What is being asked:
Copy the lines of the records from the one containing "Can you find the altar?" through the one containing "[[169, 100], [193, 95]]", inclusive, keeping the requests. In the answers, multiply every x and y coordinate by 0.5 and round to whole numbers, with halves rounding up.
begin Records for the exercise
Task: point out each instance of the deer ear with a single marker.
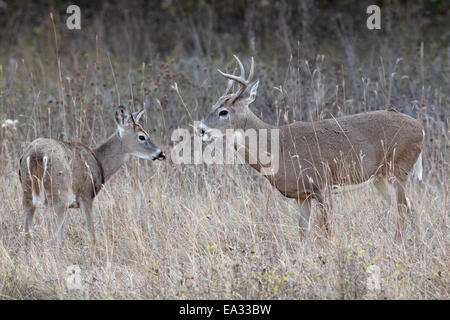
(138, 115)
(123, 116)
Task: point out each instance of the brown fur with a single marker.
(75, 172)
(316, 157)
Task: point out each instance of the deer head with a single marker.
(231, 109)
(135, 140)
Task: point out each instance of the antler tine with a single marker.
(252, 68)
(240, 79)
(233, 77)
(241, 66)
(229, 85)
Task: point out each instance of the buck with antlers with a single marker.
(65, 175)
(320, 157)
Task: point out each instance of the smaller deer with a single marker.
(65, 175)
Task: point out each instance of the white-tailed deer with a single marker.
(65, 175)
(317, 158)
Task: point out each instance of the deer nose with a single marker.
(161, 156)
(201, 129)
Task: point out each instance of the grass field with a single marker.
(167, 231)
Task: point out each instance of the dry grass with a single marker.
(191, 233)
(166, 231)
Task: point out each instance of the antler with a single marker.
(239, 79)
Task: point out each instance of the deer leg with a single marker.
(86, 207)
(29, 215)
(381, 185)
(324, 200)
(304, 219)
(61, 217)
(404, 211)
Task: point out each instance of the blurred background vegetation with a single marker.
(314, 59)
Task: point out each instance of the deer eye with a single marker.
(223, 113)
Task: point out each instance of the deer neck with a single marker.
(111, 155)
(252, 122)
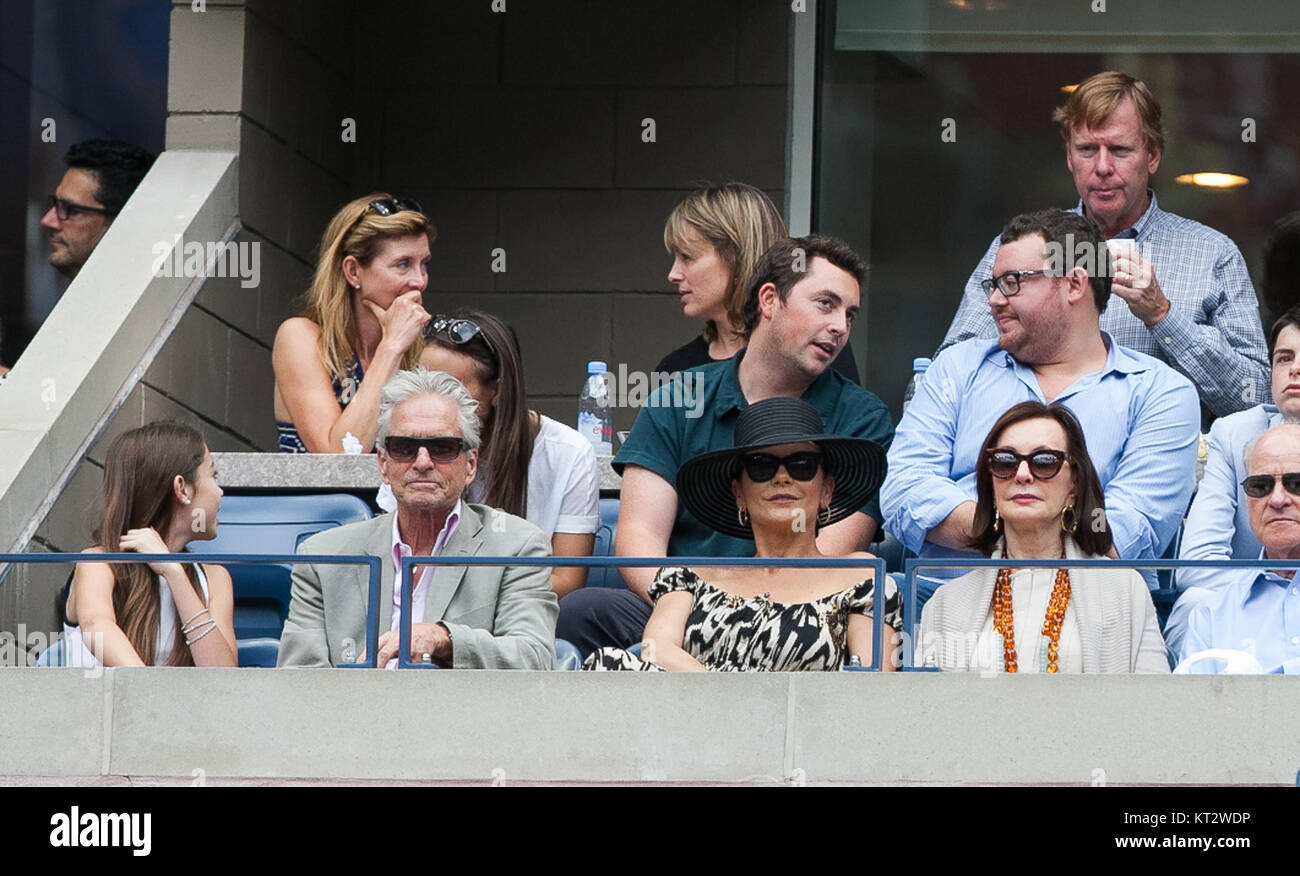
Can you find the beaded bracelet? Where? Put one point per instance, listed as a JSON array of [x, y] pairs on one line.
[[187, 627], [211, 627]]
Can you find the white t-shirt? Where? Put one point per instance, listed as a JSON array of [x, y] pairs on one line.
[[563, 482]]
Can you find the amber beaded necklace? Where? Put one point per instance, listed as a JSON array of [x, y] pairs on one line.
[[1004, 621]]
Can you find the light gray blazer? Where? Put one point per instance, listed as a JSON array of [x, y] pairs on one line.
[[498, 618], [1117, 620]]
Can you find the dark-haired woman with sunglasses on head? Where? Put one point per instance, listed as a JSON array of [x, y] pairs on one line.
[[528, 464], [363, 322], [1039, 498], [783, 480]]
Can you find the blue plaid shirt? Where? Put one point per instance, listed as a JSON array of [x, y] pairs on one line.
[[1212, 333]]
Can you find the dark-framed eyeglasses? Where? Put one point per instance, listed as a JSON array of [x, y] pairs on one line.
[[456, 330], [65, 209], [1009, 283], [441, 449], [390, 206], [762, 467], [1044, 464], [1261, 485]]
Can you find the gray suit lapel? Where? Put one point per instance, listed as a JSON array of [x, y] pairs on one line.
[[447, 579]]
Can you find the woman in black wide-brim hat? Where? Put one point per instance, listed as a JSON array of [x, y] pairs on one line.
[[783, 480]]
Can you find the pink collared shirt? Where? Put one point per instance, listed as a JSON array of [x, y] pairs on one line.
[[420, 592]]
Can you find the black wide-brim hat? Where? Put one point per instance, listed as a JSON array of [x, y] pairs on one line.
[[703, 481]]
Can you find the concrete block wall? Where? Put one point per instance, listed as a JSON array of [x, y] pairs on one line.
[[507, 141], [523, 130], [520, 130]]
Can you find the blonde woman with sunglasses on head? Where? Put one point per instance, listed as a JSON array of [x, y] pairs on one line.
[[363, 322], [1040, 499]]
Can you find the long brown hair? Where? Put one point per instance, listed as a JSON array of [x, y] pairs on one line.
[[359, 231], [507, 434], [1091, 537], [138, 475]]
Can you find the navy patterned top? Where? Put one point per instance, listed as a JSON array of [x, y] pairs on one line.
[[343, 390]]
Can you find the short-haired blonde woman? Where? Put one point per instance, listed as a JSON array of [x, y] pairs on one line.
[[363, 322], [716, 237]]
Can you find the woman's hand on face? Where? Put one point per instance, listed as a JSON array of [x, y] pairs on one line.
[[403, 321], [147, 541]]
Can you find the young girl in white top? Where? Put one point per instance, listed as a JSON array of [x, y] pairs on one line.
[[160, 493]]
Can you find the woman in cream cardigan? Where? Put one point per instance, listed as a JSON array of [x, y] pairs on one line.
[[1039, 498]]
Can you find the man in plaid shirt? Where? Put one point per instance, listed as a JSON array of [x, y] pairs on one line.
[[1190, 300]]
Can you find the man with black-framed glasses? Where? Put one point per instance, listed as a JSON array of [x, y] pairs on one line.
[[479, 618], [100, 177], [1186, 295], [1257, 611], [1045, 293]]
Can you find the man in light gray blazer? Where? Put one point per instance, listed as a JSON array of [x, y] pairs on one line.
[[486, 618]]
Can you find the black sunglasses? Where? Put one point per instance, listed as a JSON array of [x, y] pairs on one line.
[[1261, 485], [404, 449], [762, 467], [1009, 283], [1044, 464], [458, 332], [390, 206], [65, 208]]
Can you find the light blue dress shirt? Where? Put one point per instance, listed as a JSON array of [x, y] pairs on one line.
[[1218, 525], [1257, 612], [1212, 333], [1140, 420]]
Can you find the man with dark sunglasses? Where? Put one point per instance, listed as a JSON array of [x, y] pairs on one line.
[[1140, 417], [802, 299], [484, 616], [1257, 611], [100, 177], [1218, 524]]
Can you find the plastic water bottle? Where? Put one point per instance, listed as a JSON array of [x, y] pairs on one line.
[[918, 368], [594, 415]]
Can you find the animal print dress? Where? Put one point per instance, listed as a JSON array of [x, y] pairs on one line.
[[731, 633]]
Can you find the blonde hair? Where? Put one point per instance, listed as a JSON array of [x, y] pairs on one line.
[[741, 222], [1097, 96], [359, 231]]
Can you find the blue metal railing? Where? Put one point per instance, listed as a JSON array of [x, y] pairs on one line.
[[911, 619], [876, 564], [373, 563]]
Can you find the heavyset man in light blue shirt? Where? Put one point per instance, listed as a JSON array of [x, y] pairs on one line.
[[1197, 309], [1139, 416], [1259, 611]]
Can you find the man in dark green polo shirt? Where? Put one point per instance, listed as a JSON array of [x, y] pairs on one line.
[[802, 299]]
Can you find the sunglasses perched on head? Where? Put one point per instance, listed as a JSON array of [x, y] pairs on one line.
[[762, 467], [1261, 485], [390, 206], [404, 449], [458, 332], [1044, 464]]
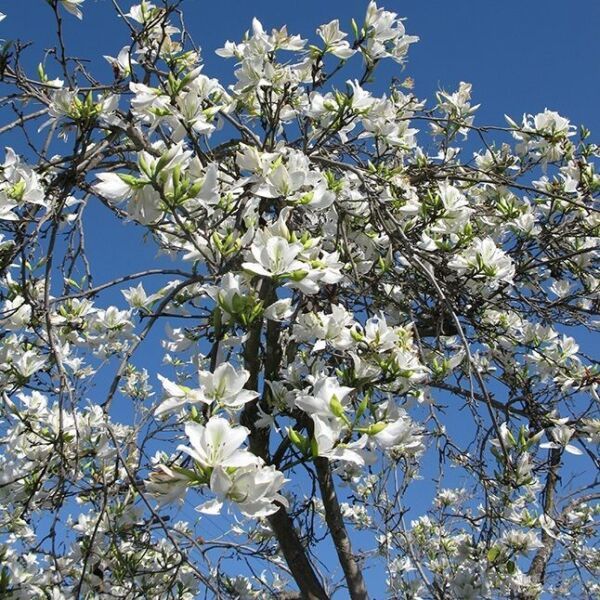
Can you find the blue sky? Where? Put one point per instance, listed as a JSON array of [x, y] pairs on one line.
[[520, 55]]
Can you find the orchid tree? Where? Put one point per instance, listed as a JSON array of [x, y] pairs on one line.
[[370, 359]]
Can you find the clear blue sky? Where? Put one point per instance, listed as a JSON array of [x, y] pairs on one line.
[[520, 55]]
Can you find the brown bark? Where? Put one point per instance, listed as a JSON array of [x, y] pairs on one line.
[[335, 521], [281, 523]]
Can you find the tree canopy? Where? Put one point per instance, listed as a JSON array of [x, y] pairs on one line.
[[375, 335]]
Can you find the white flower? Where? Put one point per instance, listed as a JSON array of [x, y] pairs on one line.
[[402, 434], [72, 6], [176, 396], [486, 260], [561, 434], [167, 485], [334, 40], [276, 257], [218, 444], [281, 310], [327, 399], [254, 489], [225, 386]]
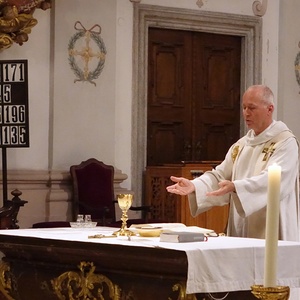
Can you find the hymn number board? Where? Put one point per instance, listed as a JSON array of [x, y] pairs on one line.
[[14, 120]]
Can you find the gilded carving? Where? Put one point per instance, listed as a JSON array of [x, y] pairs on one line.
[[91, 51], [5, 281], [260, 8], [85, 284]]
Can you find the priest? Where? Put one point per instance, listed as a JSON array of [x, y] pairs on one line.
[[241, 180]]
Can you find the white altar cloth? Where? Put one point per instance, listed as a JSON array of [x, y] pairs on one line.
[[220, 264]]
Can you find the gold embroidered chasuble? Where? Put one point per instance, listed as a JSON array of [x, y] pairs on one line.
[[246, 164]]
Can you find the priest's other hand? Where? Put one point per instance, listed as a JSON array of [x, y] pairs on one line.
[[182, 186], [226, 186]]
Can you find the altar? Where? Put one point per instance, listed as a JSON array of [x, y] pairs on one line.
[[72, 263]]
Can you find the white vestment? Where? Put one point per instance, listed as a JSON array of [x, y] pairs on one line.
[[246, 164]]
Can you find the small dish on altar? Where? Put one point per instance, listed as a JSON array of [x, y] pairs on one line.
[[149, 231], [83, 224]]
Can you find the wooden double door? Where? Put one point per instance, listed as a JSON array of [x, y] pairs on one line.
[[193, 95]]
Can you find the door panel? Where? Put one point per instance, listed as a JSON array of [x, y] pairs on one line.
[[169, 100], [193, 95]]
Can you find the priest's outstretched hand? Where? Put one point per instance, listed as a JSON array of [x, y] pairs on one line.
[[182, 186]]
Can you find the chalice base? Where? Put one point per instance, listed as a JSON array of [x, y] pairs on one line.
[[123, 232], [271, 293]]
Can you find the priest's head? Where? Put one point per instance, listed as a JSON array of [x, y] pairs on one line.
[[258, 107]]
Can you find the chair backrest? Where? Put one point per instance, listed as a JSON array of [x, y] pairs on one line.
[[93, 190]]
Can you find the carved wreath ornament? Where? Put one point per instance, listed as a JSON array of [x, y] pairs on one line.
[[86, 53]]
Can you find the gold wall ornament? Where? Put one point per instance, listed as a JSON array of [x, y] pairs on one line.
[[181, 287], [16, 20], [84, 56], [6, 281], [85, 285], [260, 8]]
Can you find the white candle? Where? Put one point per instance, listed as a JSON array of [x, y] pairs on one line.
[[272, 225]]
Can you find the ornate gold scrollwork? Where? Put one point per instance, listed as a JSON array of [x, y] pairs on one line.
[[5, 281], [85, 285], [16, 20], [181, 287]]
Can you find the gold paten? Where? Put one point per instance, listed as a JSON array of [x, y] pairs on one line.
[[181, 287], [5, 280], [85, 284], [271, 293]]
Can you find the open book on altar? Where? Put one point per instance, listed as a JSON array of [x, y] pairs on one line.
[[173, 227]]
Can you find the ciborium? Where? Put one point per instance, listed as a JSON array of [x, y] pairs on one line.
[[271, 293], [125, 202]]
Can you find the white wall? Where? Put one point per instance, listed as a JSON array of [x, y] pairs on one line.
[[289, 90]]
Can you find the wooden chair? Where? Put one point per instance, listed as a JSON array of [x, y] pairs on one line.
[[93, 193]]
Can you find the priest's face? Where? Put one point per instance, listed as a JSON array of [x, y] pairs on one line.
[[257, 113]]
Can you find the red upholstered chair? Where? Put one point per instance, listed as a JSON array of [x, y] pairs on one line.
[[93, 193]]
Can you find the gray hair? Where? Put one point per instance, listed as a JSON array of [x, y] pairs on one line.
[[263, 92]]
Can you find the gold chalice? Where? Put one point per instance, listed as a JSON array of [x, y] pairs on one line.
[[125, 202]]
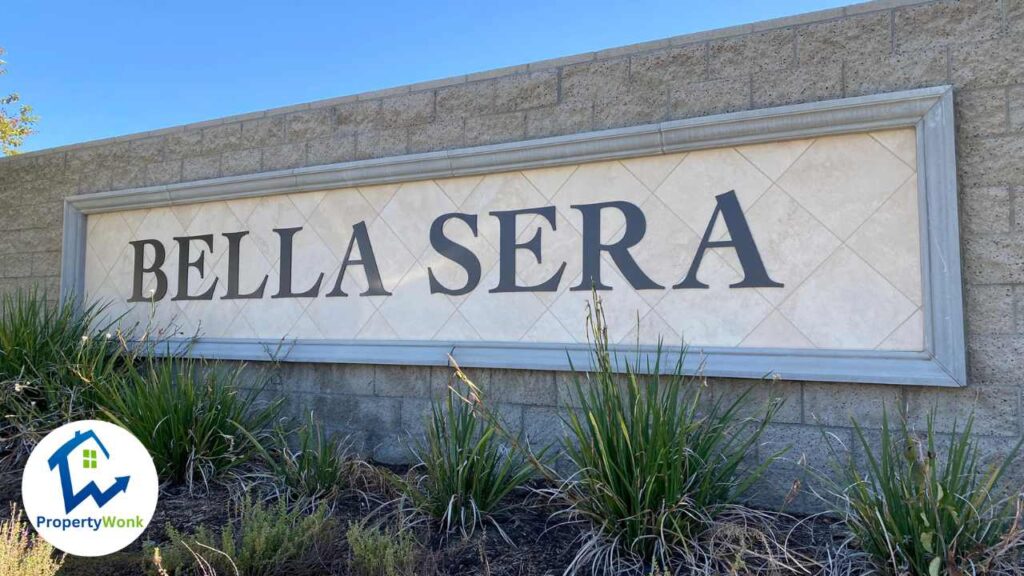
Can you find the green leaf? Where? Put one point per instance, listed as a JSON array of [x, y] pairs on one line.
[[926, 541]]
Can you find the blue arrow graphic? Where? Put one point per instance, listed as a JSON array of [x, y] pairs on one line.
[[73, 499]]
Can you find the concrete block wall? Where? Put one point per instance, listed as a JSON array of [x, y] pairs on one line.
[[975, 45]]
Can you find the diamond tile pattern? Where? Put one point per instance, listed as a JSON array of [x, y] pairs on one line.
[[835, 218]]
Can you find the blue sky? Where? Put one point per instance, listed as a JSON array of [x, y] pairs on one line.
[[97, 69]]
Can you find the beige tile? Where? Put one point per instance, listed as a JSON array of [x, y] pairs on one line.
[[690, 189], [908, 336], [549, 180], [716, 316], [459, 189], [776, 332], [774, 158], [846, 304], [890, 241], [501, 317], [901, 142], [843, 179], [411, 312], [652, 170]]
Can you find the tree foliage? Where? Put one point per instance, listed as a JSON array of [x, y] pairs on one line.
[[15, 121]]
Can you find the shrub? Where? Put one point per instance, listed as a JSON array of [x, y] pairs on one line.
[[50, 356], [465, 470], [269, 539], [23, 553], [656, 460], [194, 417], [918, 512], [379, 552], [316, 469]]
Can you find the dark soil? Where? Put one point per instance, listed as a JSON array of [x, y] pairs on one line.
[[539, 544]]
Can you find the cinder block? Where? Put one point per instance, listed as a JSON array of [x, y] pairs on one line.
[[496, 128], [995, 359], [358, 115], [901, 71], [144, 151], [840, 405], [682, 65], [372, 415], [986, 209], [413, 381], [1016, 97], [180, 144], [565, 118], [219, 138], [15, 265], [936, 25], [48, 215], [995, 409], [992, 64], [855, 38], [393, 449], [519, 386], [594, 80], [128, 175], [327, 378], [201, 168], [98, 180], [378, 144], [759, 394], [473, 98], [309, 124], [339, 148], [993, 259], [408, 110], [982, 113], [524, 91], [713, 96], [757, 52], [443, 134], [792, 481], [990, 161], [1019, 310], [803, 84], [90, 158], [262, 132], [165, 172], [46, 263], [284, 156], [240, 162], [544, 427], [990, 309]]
end Records for the exercise
Reply to the task:
Can you find the altar? Where? Put one point per instance, listed as a JSON array of [x, y] pairs on one line.
[[36, 132]]
Can you find the white vestment? Where? Put one point per instance, listed as a JSON array of [x, y] pairs on one line.
[[123, 82]]
Can you find the small dish on altar? Where? Put one point per instance, listed as a JSON array of [x, y] pairs on one line.
[[75, 116], [42, 112]]
Can you find the wooden double door? Where? Put one point per instance, listed as a JSON array of [x, y] pairs on one line.
[[97, 48]]
Can you find the door panel? Where? Put one point per instance, listed as a JSON array of [x, y] pairs on one line.
[[85, 50], [97, 48]]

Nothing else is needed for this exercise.